Below are records; transcribe only the line with "Annotate the rock" and those after it, through the last line, without any change.
Dataset entries Start Marker
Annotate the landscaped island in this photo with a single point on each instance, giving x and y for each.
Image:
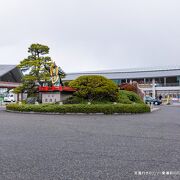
(95, 94)
(86, 94)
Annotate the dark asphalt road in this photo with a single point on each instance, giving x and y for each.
(76, 147)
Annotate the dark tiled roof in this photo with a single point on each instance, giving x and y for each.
(6, 68)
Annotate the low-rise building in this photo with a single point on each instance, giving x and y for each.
(153, 81)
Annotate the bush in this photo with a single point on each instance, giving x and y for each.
(81, 108)
(95, 88)
(129, 97)
(74, 100)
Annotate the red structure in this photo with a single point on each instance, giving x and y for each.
(55, 88)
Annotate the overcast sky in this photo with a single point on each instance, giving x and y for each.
(93, 34)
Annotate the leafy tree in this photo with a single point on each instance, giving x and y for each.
(95, 88)
(34, 68)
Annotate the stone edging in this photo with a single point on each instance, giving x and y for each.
(49, 113)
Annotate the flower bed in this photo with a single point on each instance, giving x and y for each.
(81, 108)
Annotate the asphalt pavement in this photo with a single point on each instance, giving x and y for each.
(90, 147)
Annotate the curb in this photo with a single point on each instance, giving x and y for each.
(48, 113)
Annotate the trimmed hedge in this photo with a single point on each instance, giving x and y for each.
(129, 97)
(81, 108)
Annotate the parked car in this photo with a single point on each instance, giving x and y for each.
(9, 98)
(149, 99)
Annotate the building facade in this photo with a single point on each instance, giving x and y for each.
(156, 81)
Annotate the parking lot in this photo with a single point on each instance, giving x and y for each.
(34, 146)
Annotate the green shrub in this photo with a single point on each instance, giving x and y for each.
(74, 100)
(128, 97)
(95, 88)
(81, 108)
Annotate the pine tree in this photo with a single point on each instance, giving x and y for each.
(33, 68)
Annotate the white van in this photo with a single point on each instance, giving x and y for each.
(9, 98)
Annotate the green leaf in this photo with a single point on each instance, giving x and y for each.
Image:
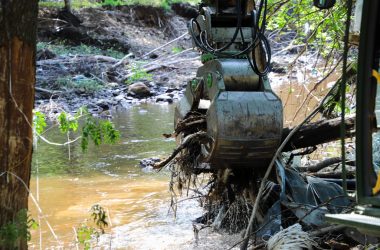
(39, 122)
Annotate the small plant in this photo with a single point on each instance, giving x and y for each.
(39, 122)
(67, 123)
(99, 131)
(99, 216)
(18, 229)
(139, 74)
(113, 2)
(86, 234)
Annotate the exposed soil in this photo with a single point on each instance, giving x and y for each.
(66, 80)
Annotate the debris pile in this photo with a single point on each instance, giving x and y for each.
(294, 199)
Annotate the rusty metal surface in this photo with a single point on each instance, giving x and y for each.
(244, 119)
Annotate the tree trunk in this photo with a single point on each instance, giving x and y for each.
(18, 30)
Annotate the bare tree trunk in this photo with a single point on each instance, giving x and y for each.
(68, 5)
(18, 30)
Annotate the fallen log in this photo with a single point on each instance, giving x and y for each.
(317, 133)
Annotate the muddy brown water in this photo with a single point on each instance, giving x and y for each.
(137, 200)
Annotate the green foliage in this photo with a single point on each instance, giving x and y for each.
(139, 74)
(98, 131)
(85, 235)
(322, 30)
(39, 122)
(18, 229)
(67, 123)
(99, 216)
(113, 2)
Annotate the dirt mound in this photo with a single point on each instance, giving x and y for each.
(136, 29)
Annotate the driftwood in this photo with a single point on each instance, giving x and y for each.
(317, 133)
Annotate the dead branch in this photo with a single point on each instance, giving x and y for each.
(317, 133)
(333, 175)
(321, 165)
(190, 138)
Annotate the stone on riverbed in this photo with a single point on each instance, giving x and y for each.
(139, 89)
(164, 98)
(149, 162)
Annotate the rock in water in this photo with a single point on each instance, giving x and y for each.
(148, 162)
(139, 89)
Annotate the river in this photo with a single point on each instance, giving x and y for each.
(137, 201)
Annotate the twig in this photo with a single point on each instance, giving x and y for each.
Dataset entries End Marker
• _Response to the exercise_
Annotate the rock in water in this photo with a single point on each instance, giving x and y for each.
(148, 162)
(139, 89)
Annotate the river in this photo with a single point on each instance, giving x and y for each.
(137, 201)
Annotate the twig in this photo with a single point on each instance, giving x and y for each.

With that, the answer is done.